→ **本文**:
“株式会社イノベーション”の事例
会社が前進するために、柔軟な働き方を模索
会社概要

- 本社所在地
- 〒150-0002 東京都渋谷区渋谷3-10-13
TOKYU REIT 渋谷R ビル3階 - 従業員数
- 78名
- 事業内容
- BtoBに特化した営業・マーケティング支援事業・ITトレンド等オンラインメディア事業・セールスクラウド事業

経営課題 会社が前進するために、柔軟な働き方を模索
テレワークをトライアル導入し、コミュニケーション不要の業務を効率化
会社が成長していく中で、社員のライフステージの変化に直面
当社の設立は2000年12月です。創業以来、BtoBに特化した営業・マーケティング支援事業を軸に、「ITトレンド」等のオンラインメディア事業やリストファインダー等のセールスクラウド事業を展開しています。企業が抱える営業・マーケティング面での課題を解決し、業務の効率化をサポートしています。

→ **提供レコード**:
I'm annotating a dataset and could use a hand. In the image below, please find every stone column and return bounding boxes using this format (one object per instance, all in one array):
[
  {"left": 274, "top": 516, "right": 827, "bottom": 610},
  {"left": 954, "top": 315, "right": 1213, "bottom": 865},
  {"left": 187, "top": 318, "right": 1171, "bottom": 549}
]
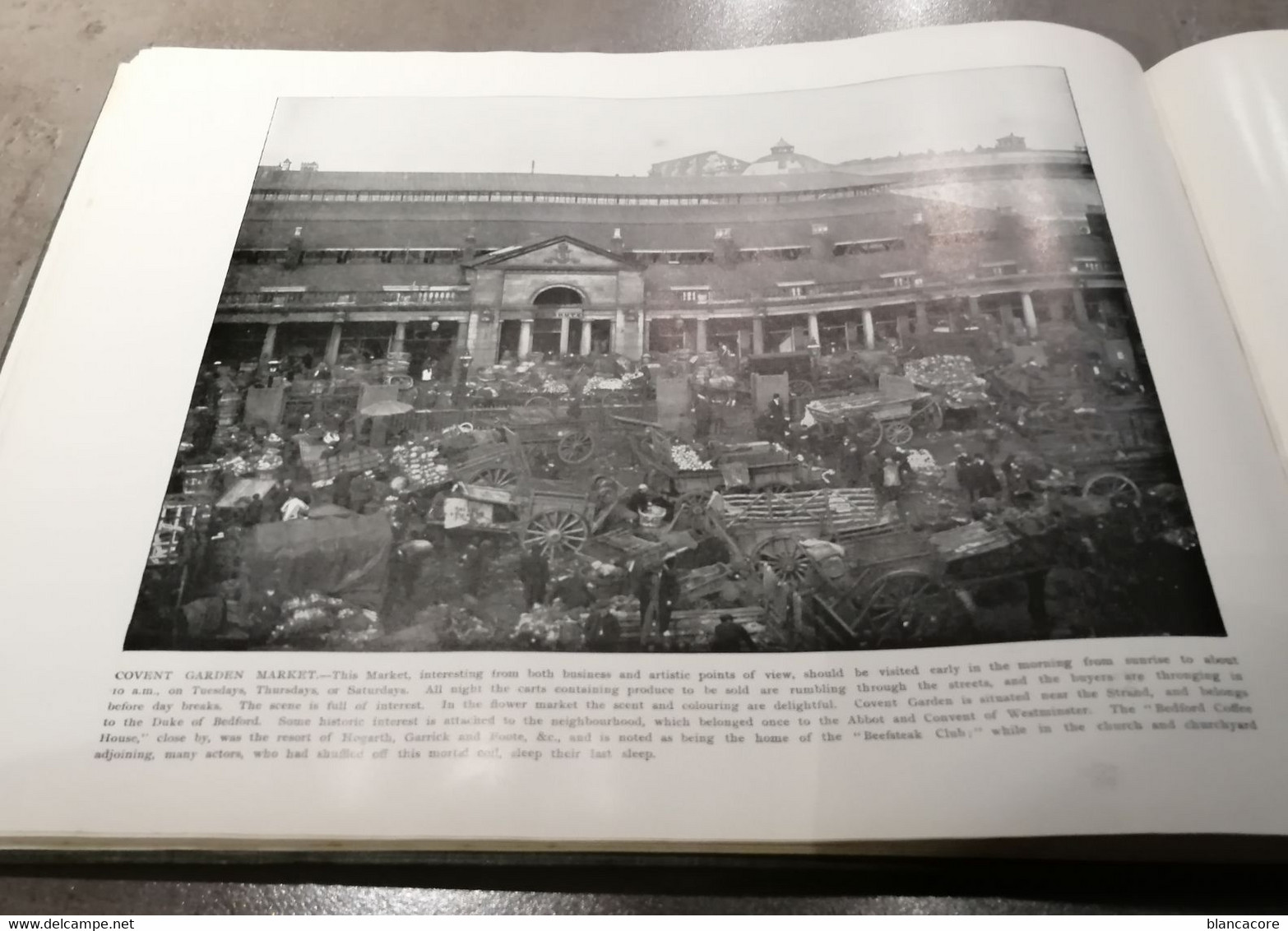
[
  {"left": 519, "top": 321, "right": 532, "bottom": 359},
  {"left": 948, "top": 300, "right": 962, "bottom": 334},
  {"left": 1073, "top": 289, "right": 1091, "bottom": 327},
  {"left": 845, "top": 321, "right": 859, "bottom": 351},
  {"left": 1020, "top": 291, "right": 1038, "bottom": 336},
  {"left": 913, "top": 300, "right": 930, "bottom": 336},
  {"left": 326, "top": 323, "right": 343, "bottom": 366},
  {"left": 894, "top": 309, "right": 912, "bottom": 342},
  {"left": 259, "top": 323, "right": 277, "bottom": 359},
  {"left": 465, "top": 310, "right": 480, "bottom": 355},
  {"left": 1046, "top": 294, "right": 1064, "bottom": 323}
]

→ **課題 1**: 上の提供レコードをすべて、1行を1つの文字列とするJSONリストとして出力してください。空行は除き、画像は出力に含めないでください。
→ **課題 2**: 株式会社イノベーションの事例を紹介する本文について、最後の文の後に続く文章を書いてください。

→ **期待される出力 1**:
[
  "I'm annotating a dataset and could use a hand. In the image below, please find every stone column and return bounding boxes using this format (one object per instance, all in one array):",
  "[",
  "  {\"left\": 274, \"top\": 516, \"right\": 827, \"bottom\": 610},",
  "  {\"left\": 954, \"top\": 315, \"right\": 1213, \"bottom\": 865},",
  "  {\"left\": 187, \"top\": 318, \"right\": 1171, \"bottom\": 549}",
  "]",
  "[",
  "  {\"left\": 519, \"top\": 321, \"right\": 532, \"bottom\": 359},",
  "  {\"left\": 948, \"top\": 300, \"right\": 962, \"bottom\": 334},",
  "  {\"left\": 1073, \"top\": 289, \"right\": 1091, \"bottom\": 327},",
  "  {\"left\": 845, \"top\": 321, \"right\": 859, \"bottom\": 351},",
  "  {\"left\": 1020, \"top\": 291, \"right\": 1038, \"bottom\": 336},",
  "  {\"left\": 913, \"top\": 300, \"right\": 930, \"bottom\": 336},",
  "  {\"left\": 326, \"top\": 323, \"right\": 343, \"bottom\": 366},",
  "  {\"left\": 894, \"top\": 309, \"right\": 912, \"bottom\": 342},",
  "  {\"left\": 259, \"top\": 323, \"right\": 277, \"bottom\": 359},",
  "  {\"left\": 465, \"top\": 310, \"right\": 480, \"bottom\": 355},",
  "  {\"left\": 1046, \"top\": 294, \"right\": 1064, \"bottom\": 323}",
  "]"
]

→ **期待される出力 2**:
当社では、社内のエンジニアと事業部門が連携し、業務を進めています。2013年の時点では5名だったITエンジニアも、お客様の要望により迅速に対応できるよう17名にまで拡大し、独身が多かった社員も家族を持つようになりました。育児休業中の社員が5名います。介護をしている社員もいます。こうした社内環境の変化に伴い、より柔軟な働き方の必要性を感じるようになりました。そうした課題を解決し、当社が前に進むための仕組みとして、テレワークのトライアル導入に至りました。
フレックスタイム制の本導入とテレワークのトライアルを同時に実施
当社では、フレックスタイム制の本導入と、テレワークのトライアル導入を、2017年10月から始めました。テレワークは在宅勤務に限定です。営業の場合、外出時に電話対応、メール対応することはこれまでもありました。これをモバイル勤務と位置付けるならば、すでに導入している状態にあると考えました。今回、テレワーク導入の目的は、あくまで育児や介護のある社員が仕事を続けられる環境を整備することでしたので、それに合致するのは在宅勤務だと判断しました。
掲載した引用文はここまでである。